## Import modules

In [None]:
import nlp
from transformers import AlbertTokenizer, AlbertConfig, AlbertForSequenceClassification
import torch
from tqdm.notebook import trange, tqdm
import random
import numpy as np
import pandas as pd
from sklearn.metrics import f1_score, accuracy_score, classification_report

device = "cuda" if torch.cuda.is_available() else "cpu"

## Load data

In [None]:
scicite = nlp.load_dataset("scicite")

train = scicite["train"]
val = scicite["validation"]
test = scicite["test"]

## Initialize model configuration

In [None]:
config = AlbertConfig.from_pretrained('albert-base-v2')
config.num_labels = 3
config.use_bfloat16 = True
tokenizer = AlbertTokenizer.from_pretrained('albert-base-v2', config=config)
model = AlbertForSequenceClassification.from_pretrained('albert-base-v2', config=config)

In [None]:
# print(summary(model, torch.zeros((BATCH_SIZE, MAX_LEN), dtype=torch.long), show_input=True))

## Format data into a DataLoader object

In [None]:
def encode(example):
    return tokenizer(example["string"], truncation=True, max_length=100, padding="max_length")

def format_data(train, val, test, batch_size=16):
    # Here we tokenize all instances in the data 
    train_tokens = train.map(encode, batched=True)
    val_tokens = val.map(encode, batched=True)
    test_tokens = test.map(encode, batched=True)
    
    # Here we assign a dataset specific assignment of relevant column names (these get assigned by model specific tokenizers, so different models may have different columns)
    train_tokens.set_format(type='torch', columns=['input_ids', 'token_type_ids', 'attention_mask', 'label'])

**Stored records:**
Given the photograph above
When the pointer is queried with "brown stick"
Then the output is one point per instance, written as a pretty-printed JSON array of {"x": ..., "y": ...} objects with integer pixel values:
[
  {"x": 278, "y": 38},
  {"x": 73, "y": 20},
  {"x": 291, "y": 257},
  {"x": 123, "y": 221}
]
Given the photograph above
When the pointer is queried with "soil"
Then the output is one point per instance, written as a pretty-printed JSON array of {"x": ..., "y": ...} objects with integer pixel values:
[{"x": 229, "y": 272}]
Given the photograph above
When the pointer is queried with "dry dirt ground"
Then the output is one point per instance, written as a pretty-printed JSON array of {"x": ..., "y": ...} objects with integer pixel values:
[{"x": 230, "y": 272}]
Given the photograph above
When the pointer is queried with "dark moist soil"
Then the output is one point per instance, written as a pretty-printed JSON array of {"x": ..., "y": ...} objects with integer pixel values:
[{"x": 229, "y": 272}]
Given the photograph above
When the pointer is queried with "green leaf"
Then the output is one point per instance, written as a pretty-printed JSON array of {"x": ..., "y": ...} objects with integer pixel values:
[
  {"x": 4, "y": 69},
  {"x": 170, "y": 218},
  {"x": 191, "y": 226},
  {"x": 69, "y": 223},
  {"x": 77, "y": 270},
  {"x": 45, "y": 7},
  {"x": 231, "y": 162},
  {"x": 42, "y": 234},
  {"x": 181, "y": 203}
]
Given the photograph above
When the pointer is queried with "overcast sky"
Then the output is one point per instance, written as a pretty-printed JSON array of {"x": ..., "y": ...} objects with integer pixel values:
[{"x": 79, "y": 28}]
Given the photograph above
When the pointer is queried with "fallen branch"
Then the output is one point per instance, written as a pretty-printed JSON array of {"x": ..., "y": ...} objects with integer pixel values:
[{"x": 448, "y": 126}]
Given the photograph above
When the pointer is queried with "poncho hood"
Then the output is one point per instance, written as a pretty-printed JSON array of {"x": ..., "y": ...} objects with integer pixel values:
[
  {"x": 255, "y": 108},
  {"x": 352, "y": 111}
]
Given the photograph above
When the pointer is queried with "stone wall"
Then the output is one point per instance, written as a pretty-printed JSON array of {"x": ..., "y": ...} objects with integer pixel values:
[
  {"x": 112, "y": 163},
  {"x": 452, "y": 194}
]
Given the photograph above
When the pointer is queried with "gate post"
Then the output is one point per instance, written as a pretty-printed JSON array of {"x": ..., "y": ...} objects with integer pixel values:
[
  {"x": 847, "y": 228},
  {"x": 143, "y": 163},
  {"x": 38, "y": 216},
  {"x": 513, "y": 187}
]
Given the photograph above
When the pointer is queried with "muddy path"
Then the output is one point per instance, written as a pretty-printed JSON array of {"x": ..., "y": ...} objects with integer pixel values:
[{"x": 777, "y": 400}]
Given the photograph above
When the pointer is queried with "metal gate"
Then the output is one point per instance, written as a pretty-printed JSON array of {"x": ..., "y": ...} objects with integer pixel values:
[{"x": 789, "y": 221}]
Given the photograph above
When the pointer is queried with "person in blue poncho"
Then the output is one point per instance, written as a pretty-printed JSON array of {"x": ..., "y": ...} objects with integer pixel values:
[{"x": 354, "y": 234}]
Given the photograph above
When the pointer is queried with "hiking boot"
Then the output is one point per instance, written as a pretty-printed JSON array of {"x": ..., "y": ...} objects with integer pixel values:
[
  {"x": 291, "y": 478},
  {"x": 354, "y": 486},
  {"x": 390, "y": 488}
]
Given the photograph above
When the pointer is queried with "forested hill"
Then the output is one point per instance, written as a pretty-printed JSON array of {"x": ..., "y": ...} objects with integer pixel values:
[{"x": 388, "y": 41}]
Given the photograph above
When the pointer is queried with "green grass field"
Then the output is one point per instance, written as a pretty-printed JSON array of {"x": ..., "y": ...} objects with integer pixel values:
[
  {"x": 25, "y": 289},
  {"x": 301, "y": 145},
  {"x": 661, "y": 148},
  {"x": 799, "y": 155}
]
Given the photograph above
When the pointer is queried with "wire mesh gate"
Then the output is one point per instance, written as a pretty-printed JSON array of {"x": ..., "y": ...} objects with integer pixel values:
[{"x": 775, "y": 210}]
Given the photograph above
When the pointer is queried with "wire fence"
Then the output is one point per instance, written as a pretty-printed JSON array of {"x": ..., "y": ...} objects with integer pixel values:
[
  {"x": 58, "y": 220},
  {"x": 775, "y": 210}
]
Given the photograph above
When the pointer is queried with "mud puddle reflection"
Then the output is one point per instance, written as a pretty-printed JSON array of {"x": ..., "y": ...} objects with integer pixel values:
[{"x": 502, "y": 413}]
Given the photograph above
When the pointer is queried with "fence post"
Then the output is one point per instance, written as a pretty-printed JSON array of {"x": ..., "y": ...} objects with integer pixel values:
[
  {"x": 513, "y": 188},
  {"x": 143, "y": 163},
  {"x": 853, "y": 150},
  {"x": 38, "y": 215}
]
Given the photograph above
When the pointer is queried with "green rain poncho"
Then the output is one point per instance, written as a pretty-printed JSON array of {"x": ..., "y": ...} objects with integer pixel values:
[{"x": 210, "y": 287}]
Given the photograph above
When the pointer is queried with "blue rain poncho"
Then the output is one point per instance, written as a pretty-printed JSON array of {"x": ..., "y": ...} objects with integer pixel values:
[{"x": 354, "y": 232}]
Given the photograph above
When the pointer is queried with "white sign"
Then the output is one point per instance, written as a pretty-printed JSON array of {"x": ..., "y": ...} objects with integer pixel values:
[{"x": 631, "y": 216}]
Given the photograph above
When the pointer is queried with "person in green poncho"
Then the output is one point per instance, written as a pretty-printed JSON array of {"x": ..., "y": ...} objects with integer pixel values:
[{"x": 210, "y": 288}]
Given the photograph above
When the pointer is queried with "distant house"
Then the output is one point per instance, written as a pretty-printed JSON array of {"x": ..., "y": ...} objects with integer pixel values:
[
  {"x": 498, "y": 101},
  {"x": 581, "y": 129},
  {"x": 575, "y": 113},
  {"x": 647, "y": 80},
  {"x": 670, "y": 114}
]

**Written exercise A:**
Print the stretch of the SciCite notebook from "## Load data" through "config = AlbertConfig.from_pretrained('albert-base-v2')".
**Written exercise B:**
Using the SciCite notebook, decide whether each statement holds, answering yes or no with the deciding words quoted: (i) The tokenizer truncates inputs to a maximum length of 100. (ii) The model configuration sets two labels. (iii) The default batch size in format_data is 32.
**Written exercise C:**
Finish out the next part of the SciCite notebook, picking up right after its last line.
The items aren't needed for any of this work.

**Final answer A:**
## Load data

In [None]:
scicite = nlp.load_dataset("scicite")

train = scicite["train"]
val = scicite["validation"]
test = scicite["test"]

## Initialize model configuration

In [None]:
config = AlbertConfig.from_pretrained('albert-base-v2')

**Final answer B:**
(i) Yes: "truncation=True, max_length=100"
(ii) No: "config.num_labels = 3"
(iii) No: "batch_size=16"

**Final answer C:**
    val_tokens.set_format(type='torch', columns=['input_ids', 'token_type_ids', 'attention_mask', 'label'])
    test_tokens.set_format(type='torch', columns=['input_ids', 'token_type_ids', 'attention_mask', 'label'])
    
    # Here we create DataLoader objects, which we use to loop over batches  of data
    train_dataloader = torch.utils.data.DataLoader(train_tokens, batch_size=batch_size)
    val_dataloader = torch.utils.data.DataLoader(val_tokens, batch_size=batch_size)
    test_dataloader = torch.utils.data.DataLoader(test_tokens, batch_size=batch_size)
    
    return train_dataloader, val_dataloader, test_dataloader

# Convert to DataLoader
train_dataloader, val_dataloader, test_dataloader = format_data(train, val, test, batch_size=16)

## Train model

In [None]:
model.to(device)  # Move model to gpu if available

optimizer = torch.optim.AdamW(params=model.parameters(), lr=1e-5)  # Define optimizer with an adjustible learning rate

for epoch in trange(5, desc="Epoch 1"):
    model.train()  # Set the model to train mode. Model layers have different behavior depending on train or eval mode (e.g. dropout is removed during eval)

    train_true = []
    train_pred = []
    losses = []

    for i, batch in enumerate(tqdm(train_dataloader)):
        batch["labels"] = batch.pop("label")  # Rename keyword
        batch = {k: v.to(device) for k, v in batch.items()}  # Move instances in batch to device for calculation 
        outputs = model(**batch)  # Calculate model output on instances in batch
        loss = outputs[0]  # First element of the output is the loss
        loss.backward()  # Calculate the gradients
        losses.append(loss.item())  # Keep track of the loss
        optimizer.step()  # Compute the backpropagation step
        optimizer.zero_grad()  # Clear computed gradients for next iteration
        
        train_true.append(batch["labels"].tolist())  # Keep track of gold truth labels
        train_pred.append(torch.argmax(outputs[1], dim=1).tolist())  # Keep track of predicted labels

    train_y_true = [v for l in train_true for v in l]  # Flatten layered list
    train_y_pred = [v for l in train_pred for v in l]  # Flatten layered list
    train_acc = accuracy_score(train_y_true, train_y_pred)  # Compute accuracy
    train_f1 = f1_score(train_y_true, train_y_pred, average="macro")  # Compute F1-score
    # print(f"mean train loss: {losses/(i+1)}\t", f"train acc: {train_acc}", f"train f1: {train_f1}")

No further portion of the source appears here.